Natural language region descriptions:
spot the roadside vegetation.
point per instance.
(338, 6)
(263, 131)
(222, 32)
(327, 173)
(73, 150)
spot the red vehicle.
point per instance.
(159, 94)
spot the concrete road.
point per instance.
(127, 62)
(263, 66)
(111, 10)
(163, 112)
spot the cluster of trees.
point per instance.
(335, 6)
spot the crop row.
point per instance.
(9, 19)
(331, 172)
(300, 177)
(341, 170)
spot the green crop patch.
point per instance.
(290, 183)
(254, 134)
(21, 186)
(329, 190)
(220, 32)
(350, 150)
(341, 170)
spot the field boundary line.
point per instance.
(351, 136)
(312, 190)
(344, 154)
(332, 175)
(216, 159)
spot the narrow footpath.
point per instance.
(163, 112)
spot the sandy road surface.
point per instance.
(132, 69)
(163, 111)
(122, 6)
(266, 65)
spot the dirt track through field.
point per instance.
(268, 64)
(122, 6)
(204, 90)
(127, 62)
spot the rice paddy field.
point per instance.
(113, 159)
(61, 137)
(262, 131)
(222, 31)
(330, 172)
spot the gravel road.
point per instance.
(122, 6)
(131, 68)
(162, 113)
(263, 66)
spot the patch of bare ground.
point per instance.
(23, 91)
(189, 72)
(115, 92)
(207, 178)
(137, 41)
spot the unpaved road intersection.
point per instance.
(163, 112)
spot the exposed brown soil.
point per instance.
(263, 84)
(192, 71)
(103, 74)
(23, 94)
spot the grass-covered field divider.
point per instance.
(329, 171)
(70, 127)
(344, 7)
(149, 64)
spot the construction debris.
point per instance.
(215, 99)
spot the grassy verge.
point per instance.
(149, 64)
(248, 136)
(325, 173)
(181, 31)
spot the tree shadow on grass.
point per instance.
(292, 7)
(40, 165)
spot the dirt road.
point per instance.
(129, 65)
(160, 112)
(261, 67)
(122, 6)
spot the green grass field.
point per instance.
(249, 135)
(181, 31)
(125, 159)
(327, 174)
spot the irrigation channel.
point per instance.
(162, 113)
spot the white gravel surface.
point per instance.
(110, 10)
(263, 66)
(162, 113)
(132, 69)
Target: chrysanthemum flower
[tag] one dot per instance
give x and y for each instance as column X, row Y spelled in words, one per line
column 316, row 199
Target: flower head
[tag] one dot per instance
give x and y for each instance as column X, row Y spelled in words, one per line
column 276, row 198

Your instructions:
Only the lines from the one containing "spot the tree shadow on grass." through the end of the records above belong in the output, each exactly as it stands, both ends included.

Solved exercise:
spot the tree shadow on grass.
point per instance.
(292, 7)
(40, 165)
spot the dirt road.
point per instance.
(129, 65)
(160, 112)
(261, 67)
(122, 6)
spot the green grass field.
point per instance.
(249, 135)
(181, 31)
(125, 159)
(327, 174)
spot the irrigation channel.
point per instance.
(162, 113)
spot the white gravel surface.
point per instance.
(110, 10)
(263, 66)
(162, 113)
(132, 69)
Target: chrysanthemum flower
[tag] one dot per instance
give x and y for each instance as column X, row Y spelled in words, one per line
column 316, row 199
Target: flower head
[tag] one dot per instance
give x and y for each instance as column X, row Y spelled in words, one per line
column 276, row 198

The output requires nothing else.